• [Task statement]
How many lines in the data below contain the word "building"? Reply with the number alone.

• [Dataset records]
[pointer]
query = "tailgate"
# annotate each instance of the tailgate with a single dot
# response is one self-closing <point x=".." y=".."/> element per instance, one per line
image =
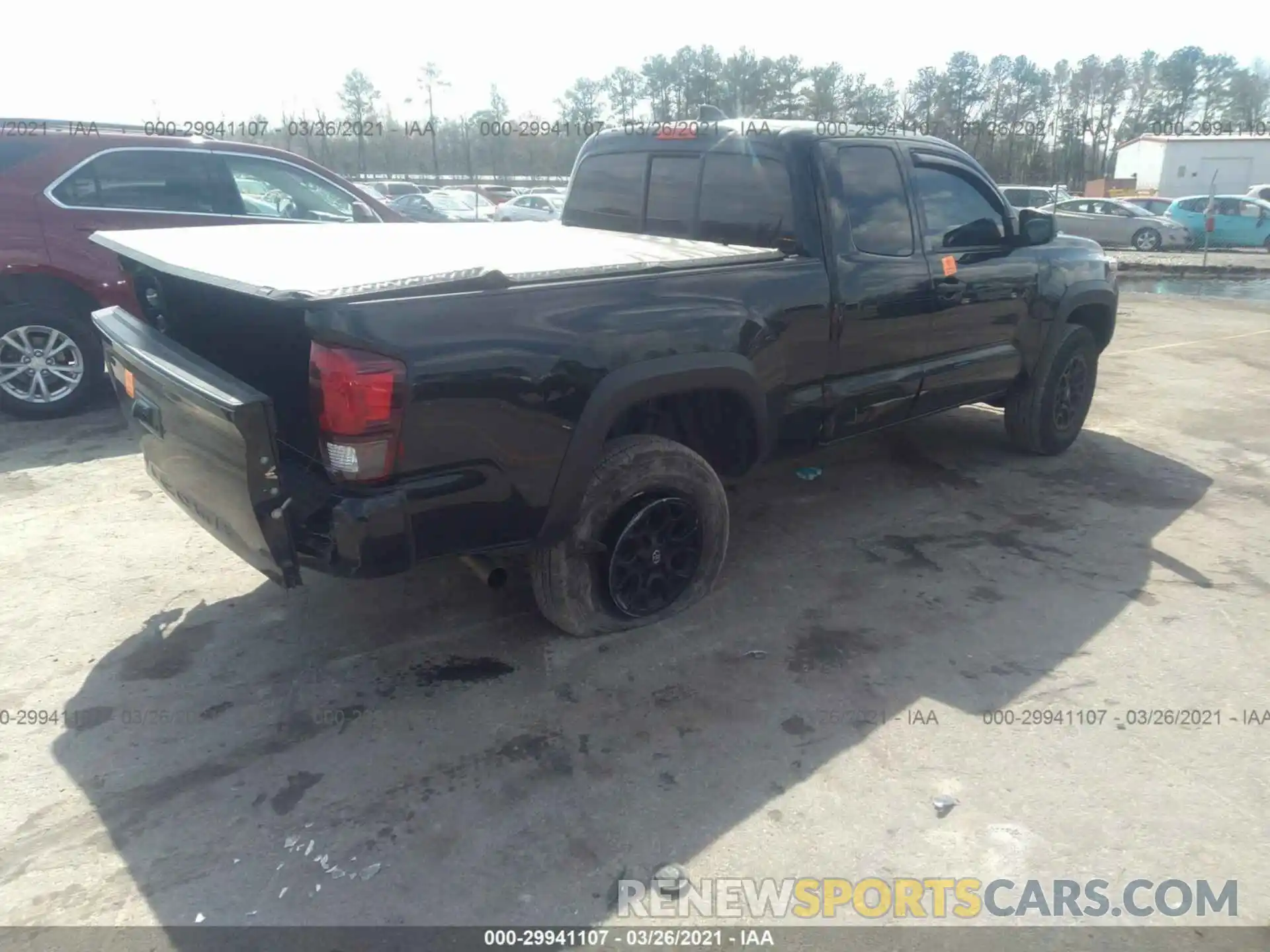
<point x="207" y="438"/>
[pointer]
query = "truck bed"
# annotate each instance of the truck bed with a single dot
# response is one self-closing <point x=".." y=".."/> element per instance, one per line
<point x="325" y="263"/>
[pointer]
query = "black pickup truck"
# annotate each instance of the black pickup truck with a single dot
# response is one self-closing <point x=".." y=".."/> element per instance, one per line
<point x="356" y="400"/>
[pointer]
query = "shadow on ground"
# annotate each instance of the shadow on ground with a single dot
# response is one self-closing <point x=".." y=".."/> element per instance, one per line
<point x="501" y="772"/>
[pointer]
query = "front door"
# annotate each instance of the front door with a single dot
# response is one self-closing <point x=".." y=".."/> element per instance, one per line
<point x="984" y="282"/>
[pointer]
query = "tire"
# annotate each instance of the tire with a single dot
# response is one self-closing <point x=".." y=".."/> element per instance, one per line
<point x="1146" y="240"/>
<point x="639" y="480"/>
<point x="1032" y="411"/>
<point x="40" y="323"/>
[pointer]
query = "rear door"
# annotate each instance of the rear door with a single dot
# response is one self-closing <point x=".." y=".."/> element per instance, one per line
<point x="984" y="284"/>
<point x="207" y="440"/>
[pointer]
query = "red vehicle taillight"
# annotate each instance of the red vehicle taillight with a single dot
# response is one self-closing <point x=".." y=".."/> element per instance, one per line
<point x="357" y="397"/>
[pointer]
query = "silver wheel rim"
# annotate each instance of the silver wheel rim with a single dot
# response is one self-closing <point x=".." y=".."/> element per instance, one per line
<point x="40" y="365"/>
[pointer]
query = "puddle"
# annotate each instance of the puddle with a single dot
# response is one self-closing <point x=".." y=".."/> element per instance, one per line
<point x="1241" y="288"/>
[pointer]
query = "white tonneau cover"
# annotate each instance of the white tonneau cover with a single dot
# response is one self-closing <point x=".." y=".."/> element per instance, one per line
<point x="319" y="262"/>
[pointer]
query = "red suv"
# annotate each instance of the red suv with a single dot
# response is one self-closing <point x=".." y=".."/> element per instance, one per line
<point x="58" y="188"/>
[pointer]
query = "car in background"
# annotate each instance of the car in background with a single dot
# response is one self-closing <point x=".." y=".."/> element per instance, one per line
<point x="1033" y="196"/>
<point x="530" y="208"/>
<point x="59" y="188"/>
<point x="1111" y="221"/>
<point x="435" y="207"/>
<point x="1238" y="221"/>
<point x="476" y="206"/>
<point x="1154" y="205"/>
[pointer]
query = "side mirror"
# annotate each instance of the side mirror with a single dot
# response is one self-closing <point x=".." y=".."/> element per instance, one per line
<point x="1035" y="227"/>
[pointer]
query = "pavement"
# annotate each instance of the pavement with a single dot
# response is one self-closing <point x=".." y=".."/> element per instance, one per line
<point x="225" y="748"/>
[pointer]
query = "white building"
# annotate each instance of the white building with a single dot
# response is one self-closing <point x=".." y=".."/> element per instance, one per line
<point x="1184" y="165"/>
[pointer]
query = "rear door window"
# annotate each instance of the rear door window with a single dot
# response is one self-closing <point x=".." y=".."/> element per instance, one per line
<point x="746" y="200"/>
<point x="145" y="179"/>
<point x="873" y="208"/>
<point x="607" y="192"/>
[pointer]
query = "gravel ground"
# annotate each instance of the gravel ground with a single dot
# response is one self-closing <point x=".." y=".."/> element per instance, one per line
<point x="1220" y="263"/>
<point x="233" y="744"/>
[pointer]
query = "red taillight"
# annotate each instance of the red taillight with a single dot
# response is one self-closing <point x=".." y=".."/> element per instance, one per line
<point x="357" y="399"/>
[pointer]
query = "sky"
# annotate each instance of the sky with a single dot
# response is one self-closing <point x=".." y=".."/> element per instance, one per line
<point x="136" y="61"/>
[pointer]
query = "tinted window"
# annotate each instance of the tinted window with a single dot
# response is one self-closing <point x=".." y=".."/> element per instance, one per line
<point x="672" y="188"/>
<point x="876" y="210"/>
<point x="958" y="214"/>
<point x="145" y="179"/>
<point x="291" y="192"/>
<point x="746" y="201"/>
<point x="607" y="192"/>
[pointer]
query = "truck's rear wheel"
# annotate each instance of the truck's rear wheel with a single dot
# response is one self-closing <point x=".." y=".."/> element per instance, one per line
<point x="1047" y="413"/>
<point x="650" y="542"/>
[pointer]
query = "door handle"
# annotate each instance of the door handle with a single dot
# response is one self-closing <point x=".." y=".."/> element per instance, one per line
<point x="148" y="415"/>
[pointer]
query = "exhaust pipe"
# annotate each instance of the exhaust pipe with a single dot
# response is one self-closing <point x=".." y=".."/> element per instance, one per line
<point x="488" y="571"/>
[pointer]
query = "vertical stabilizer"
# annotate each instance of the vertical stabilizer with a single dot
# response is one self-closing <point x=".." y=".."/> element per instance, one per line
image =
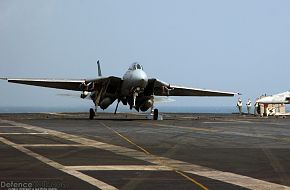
<point x="99" y="69"/>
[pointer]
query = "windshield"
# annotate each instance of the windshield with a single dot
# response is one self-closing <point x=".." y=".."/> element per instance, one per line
<point x="135" y="66"/>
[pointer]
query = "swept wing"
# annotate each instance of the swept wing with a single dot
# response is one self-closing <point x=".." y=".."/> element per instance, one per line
<point x="164" y="89"/>
<point x="66" y="84"/>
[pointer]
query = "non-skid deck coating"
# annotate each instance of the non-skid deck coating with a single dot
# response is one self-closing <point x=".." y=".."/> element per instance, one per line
<point x="126" y="151"/>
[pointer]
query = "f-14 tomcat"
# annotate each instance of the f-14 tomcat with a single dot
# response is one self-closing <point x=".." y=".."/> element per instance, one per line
<point x="134" y="89"/>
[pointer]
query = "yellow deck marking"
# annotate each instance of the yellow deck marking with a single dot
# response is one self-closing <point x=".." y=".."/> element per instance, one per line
<point x="146" y="152"/>
<point x="88" y="179"/>
<point x="53" y="145"/>
<point x="120" y="168"/>
<point x="23" y="133"/>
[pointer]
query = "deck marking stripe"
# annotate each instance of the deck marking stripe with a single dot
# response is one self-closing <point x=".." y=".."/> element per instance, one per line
<point x="146" y="152"/>
<point x="227" y="177"/>
<point x="120" y="168"/>
<point x="88" y="179"/>
<point x="53" y="145"/>
<point x="219" y="132"/>
<point x="125" y="138"/>
<point x="24" y="134"/>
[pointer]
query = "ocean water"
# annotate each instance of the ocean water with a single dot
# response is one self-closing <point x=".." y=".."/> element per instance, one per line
<point x="167" y="109"/>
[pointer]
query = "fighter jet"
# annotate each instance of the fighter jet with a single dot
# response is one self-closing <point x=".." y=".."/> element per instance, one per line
<point x="134" y="89"/>
<point x="281" y="98"/>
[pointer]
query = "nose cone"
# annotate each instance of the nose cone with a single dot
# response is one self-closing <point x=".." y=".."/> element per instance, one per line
<point x="140" y="78"/>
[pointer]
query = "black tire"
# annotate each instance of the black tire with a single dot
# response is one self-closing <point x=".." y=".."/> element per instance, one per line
<point x="155" y="114"/>
<point x="92" y="114"/>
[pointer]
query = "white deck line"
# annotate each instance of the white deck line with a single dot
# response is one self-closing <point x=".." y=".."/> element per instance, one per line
<point x="227" y="177"/>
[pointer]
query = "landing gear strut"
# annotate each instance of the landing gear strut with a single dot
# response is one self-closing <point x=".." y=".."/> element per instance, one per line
<point x="92" y="114"/>
<point x="155" y="114"/>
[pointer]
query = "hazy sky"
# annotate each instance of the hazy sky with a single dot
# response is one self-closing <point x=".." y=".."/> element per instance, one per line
<point x="240" y="46"/>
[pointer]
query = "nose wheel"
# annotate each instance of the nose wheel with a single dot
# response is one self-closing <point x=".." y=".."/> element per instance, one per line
<point x="155" y="114"/>
<point x="92" y="114"/>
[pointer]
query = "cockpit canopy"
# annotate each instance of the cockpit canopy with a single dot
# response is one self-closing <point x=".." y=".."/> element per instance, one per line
<point x="135" y="66"/>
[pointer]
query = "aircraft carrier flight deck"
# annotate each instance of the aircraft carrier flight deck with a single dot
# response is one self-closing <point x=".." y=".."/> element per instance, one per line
<point x="127" y="151"/>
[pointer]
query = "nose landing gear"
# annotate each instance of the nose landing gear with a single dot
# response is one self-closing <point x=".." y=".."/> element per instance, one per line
<point x="92" y="114"/>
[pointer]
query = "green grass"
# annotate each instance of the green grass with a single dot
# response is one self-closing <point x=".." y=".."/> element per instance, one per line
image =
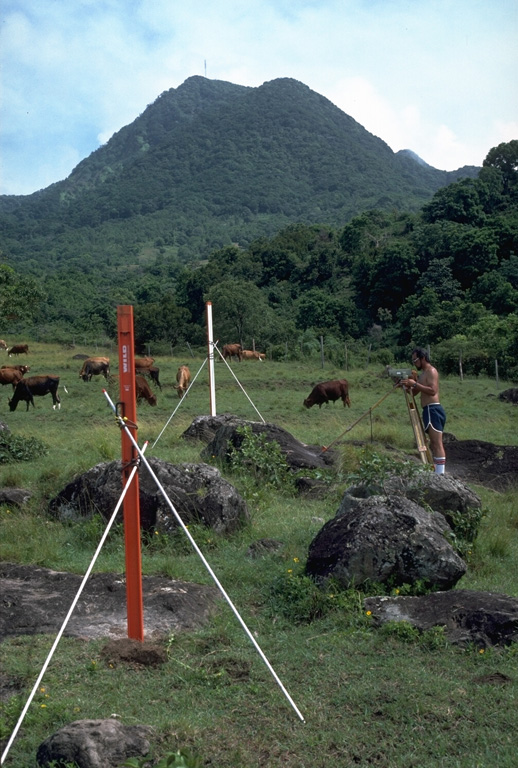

• [Worked answer]
2